• Records to process:
::::::::

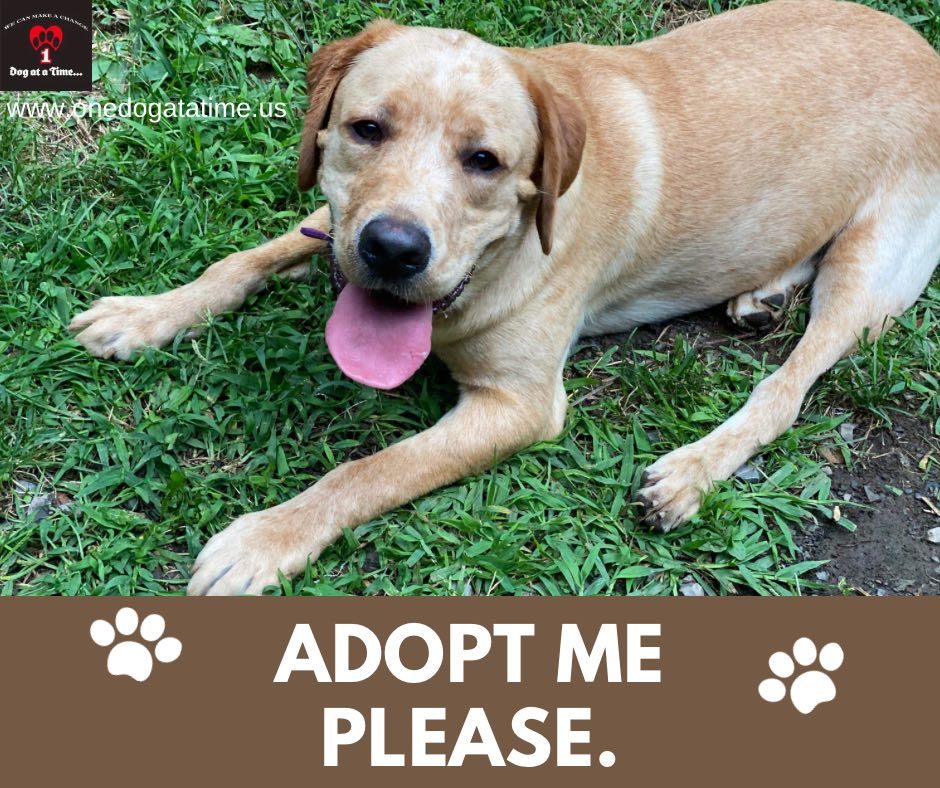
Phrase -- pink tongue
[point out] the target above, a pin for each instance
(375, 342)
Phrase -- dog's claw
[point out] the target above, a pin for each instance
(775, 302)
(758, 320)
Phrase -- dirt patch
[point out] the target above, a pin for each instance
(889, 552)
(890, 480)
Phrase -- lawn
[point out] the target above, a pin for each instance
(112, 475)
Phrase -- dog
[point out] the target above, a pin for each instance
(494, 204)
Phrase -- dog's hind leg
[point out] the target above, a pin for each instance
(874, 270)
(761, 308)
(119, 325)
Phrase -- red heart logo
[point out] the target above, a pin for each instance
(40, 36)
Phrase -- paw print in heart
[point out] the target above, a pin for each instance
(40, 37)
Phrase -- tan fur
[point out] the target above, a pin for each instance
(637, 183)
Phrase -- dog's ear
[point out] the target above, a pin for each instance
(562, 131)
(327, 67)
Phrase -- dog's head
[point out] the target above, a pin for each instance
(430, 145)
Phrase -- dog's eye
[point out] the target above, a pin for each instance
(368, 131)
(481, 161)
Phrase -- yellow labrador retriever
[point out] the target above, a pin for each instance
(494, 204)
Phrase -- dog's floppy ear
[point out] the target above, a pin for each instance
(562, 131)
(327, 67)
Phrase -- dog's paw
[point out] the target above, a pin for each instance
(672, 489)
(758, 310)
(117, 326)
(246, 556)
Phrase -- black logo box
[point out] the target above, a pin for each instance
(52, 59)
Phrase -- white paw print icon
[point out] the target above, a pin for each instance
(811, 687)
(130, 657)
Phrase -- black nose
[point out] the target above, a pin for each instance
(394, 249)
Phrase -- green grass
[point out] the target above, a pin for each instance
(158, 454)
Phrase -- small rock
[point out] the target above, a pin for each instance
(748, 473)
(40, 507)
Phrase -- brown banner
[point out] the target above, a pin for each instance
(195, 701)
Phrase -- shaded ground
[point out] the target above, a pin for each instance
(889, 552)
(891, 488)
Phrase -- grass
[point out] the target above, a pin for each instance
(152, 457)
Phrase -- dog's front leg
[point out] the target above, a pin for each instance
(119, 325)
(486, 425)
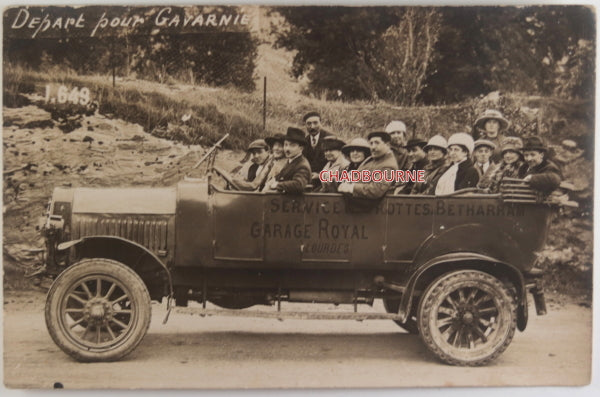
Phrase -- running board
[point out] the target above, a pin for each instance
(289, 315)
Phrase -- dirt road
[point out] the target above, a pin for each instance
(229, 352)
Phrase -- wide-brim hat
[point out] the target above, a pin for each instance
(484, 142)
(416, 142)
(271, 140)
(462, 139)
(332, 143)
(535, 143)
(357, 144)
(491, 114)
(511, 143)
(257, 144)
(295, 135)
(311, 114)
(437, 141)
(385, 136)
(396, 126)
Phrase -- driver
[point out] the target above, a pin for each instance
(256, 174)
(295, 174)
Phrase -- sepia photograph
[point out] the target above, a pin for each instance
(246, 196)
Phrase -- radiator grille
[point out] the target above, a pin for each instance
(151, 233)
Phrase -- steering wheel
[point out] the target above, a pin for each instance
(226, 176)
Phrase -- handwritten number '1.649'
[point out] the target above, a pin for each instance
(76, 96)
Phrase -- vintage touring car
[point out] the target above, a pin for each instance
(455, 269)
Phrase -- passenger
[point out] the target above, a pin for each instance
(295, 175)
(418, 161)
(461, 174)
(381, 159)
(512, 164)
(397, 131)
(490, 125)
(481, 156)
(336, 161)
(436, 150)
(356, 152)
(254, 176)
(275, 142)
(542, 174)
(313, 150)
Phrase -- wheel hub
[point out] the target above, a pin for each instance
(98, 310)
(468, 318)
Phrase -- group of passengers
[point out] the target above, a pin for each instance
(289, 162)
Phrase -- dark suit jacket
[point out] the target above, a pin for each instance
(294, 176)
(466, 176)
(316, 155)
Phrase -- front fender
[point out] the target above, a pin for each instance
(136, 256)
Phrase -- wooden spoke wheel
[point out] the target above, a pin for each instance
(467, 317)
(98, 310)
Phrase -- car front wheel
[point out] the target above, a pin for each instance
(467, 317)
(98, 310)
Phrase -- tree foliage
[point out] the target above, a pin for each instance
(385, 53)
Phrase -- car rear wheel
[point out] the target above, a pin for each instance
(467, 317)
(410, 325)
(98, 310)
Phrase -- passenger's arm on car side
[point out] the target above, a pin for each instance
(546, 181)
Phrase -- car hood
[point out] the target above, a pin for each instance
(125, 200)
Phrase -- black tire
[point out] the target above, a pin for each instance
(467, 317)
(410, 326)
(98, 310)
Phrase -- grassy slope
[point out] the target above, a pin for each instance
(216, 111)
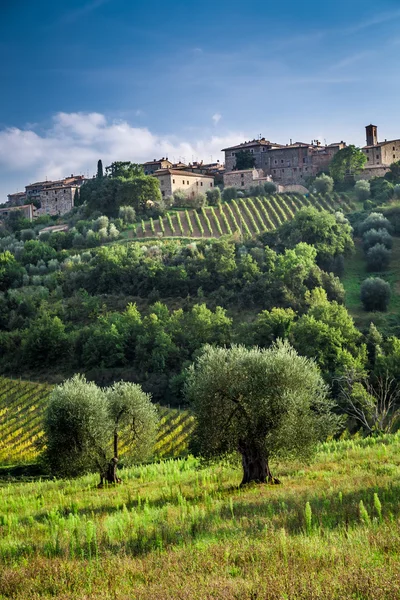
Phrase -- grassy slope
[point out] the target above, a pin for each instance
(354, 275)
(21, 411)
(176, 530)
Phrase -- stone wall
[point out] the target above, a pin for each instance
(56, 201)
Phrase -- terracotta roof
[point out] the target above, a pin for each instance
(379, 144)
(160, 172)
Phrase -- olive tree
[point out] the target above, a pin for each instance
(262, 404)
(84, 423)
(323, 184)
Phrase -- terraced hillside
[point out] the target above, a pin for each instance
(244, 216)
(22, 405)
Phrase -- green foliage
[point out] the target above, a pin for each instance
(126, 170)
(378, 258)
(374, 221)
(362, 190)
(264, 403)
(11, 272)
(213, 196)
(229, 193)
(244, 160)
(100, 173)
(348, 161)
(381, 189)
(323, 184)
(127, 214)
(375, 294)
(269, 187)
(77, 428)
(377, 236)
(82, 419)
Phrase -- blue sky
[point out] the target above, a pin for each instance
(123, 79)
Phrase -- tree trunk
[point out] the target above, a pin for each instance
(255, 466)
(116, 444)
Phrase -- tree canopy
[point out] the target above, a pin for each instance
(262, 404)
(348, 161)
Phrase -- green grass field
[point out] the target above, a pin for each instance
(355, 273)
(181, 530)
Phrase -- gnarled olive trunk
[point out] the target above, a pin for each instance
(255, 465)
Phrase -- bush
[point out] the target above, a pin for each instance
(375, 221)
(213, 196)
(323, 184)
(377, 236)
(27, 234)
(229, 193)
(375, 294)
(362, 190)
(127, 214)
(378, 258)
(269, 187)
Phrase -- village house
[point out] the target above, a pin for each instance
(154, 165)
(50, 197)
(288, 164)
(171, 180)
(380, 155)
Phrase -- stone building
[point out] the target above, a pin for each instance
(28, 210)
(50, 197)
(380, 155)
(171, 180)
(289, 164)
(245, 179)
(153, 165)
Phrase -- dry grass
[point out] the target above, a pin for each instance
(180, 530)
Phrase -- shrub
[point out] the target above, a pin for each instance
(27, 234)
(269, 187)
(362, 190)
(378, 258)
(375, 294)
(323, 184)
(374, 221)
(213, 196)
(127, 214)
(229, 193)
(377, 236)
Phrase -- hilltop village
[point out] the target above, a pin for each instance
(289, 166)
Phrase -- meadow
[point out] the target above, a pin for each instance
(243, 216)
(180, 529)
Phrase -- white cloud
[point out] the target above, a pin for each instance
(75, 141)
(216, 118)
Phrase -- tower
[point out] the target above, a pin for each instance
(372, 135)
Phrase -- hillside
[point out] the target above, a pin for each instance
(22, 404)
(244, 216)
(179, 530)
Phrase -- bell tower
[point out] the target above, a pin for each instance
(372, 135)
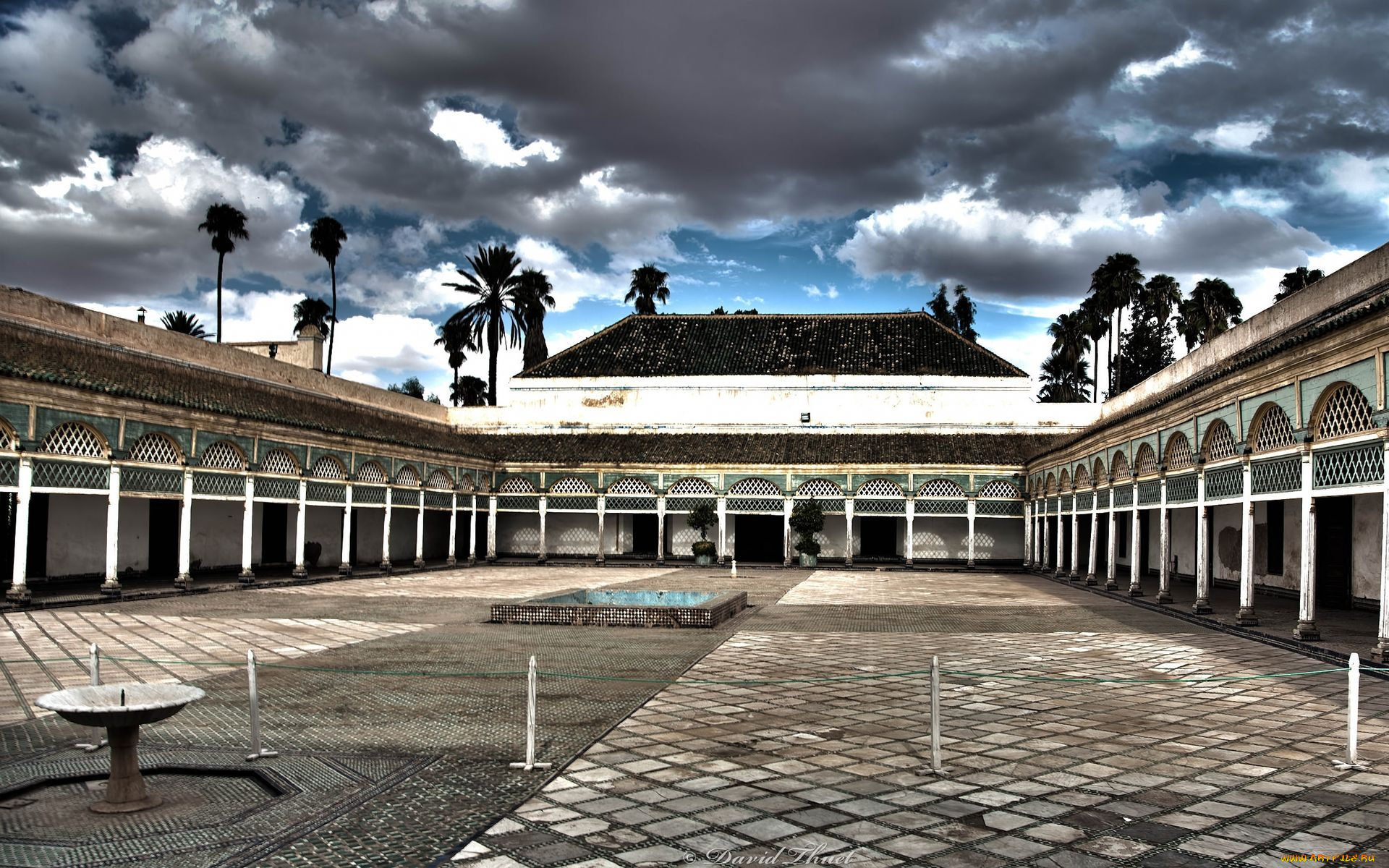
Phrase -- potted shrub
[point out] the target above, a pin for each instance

::::::::

• About this task:
Return each line of the records above in which the word "green" occurs.

• Finished task:
Phrase -- green grass
Phrase -- green foliage
Phrase -- green grass field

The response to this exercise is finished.